● TASK
Scan the entries below and say how many lines contain "dress". Write only the number.

● MATERIAL SUPPLIED
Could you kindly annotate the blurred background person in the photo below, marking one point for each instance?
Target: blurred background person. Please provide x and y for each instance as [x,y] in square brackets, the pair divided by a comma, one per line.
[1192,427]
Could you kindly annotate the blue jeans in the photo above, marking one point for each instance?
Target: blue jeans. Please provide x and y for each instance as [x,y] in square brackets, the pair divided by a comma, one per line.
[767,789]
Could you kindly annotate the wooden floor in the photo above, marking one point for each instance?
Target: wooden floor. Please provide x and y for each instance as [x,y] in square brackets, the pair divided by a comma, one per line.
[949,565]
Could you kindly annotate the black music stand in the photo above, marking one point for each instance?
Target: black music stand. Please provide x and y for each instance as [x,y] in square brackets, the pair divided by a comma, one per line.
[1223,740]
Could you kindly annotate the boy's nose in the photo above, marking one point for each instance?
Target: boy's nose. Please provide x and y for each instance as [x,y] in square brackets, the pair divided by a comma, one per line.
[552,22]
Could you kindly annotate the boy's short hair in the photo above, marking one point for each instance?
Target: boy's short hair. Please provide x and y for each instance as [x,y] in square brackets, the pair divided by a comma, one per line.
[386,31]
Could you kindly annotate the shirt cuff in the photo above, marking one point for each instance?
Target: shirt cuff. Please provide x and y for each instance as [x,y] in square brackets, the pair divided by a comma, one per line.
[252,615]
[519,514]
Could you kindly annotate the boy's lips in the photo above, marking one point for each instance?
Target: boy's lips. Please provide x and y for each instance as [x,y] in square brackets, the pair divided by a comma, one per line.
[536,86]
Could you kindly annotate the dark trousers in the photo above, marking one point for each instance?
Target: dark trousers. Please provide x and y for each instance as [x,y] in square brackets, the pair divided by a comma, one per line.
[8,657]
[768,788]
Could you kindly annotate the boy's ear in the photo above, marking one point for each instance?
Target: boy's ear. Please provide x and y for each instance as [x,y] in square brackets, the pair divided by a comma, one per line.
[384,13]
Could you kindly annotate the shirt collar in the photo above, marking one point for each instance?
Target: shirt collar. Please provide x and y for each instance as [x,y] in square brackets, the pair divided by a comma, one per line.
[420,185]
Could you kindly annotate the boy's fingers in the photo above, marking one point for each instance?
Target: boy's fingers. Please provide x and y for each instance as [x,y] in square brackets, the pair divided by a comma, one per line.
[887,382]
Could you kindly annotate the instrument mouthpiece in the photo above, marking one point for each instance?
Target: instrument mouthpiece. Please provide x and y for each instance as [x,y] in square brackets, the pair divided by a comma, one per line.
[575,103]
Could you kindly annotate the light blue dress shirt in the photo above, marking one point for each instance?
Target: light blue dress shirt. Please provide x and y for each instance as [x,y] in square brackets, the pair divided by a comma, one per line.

● ANSWER TO THIS TASK
2